_Passage_.
Peter Edington was born in Aberdeen, Scotland in 1951 and lived in Malaya, where his father was attached to the Malay Regiment during the unrest of the early fifties.
In England, he was educated at Bedford School and went on to work with an old-established firm of Solicitors in Exeter, where he spent much time preparing criminal cases for clients on remand in the town’s jail. In 1974 he went to Guildford College of Law.
In 1982, he moved with his wife and three daughters to Shropshire, from where he taught Law and Business Management to General Motors dealerships around the United Kingdom.
By 1989, he had succumbed to the call of the sea and decided on a sixty-foot sailing boat. It took three years to complete while he continued to work as a lecturer but in September ‘92 the new boat was launched in Plymouth.
The author and his family spent the next two years sailing in the Mediterranean, the Atlantic Ocean and the Caribbean.
In April 1996, he began his first book. Since then he has written two full-length novels, The Colombian Exchange and Dead Run. His third, "Viva!" is a trilogy based in turbulent Central America, an area he has come to know well. He has been represented by the Tamar Karet Literary Agency in London.

_Stored data_.
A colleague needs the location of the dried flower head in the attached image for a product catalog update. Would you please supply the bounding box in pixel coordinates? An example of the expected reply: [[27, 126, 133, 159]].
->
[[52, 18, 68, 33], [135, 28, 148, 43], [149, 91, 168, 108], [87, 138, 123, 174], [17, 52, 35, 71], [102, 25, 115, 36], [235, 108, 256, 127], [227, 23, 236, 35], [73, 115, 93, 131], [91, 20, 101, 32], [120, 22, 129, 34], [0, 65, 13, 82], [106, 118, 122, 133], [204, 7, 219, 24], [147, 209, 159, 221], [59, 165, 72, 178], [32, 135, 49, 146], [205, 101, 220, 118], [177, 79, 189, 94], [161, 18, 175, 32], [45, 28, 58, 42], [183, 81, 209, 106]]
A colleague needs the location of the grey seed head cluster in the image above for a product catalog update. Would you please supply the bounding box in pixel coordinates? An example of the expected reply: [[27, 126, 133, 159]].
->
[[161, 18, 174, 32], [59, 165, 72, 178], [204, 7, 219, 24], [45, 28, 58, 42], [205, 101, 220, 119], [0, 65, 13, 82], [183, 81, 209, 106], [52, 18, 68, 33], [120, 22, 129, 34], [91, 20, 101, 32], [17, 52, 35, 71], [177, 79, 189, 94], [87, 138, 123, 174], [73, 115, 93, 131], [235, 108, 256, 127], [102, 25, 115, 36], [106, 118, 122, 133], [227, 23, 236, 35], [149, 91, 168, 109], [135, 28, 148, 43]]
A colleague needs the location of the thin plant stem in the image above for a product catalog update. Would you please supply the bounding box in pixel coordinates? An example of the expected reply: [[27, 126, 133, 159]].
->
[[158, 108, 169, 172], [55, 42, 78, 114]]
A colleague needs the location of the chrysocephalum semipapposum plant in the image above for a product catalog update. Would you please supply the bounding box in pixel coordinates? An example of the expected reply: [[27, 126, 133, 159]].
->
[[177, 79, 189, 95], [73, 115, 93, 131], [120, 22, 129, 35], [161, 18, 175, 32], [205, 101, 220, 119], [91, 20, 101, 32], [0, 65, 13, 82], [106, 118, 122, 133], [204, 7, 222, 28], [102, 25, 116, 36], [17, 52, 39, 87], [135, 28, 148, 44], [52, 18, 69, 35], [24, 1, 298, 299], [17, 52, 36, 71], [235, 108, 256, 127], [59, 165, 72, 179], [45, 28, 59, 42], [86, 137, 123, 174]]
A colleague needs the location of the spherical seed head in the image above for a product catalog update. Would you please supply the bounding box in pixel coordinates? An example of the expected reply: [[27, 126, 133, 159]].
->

_Required actions_.
a – In the biography of Peter Edington, recast the paragraph beginning "In England, he was educated" as a short list that keeps its main facts.
b – Carry the biography of Peter Edington on from its final sentence with the next paragraph.

_Replies_.
a –
- Educated at Bedford School in England
- Worked with an old-established firm of solicitors in Exeter, spending much time preparing criminal cases for clients on remand in the town's jail
- Went to Guildford College of Law in 1974

b –
Peter's articles have been printed in British national and local newspapers and magazines and he has appeared on national Television and radio. To celebrate the millennium, he sailed half-way round the world to Australia with his family on their yacht. During this trip, the BBC made a video documentary of their voyage up the Gambia River in West Africa to deliver cataract lenses to a bush hospital 200-miles up-river for Sight Savers International. Here, Gambian surgeons performed over two hundred eye operations, restoring sight to many local villagers.
The author sailed into Sydney on the eve of the new millennium to experience life down-under. He has now started writing "Viva!"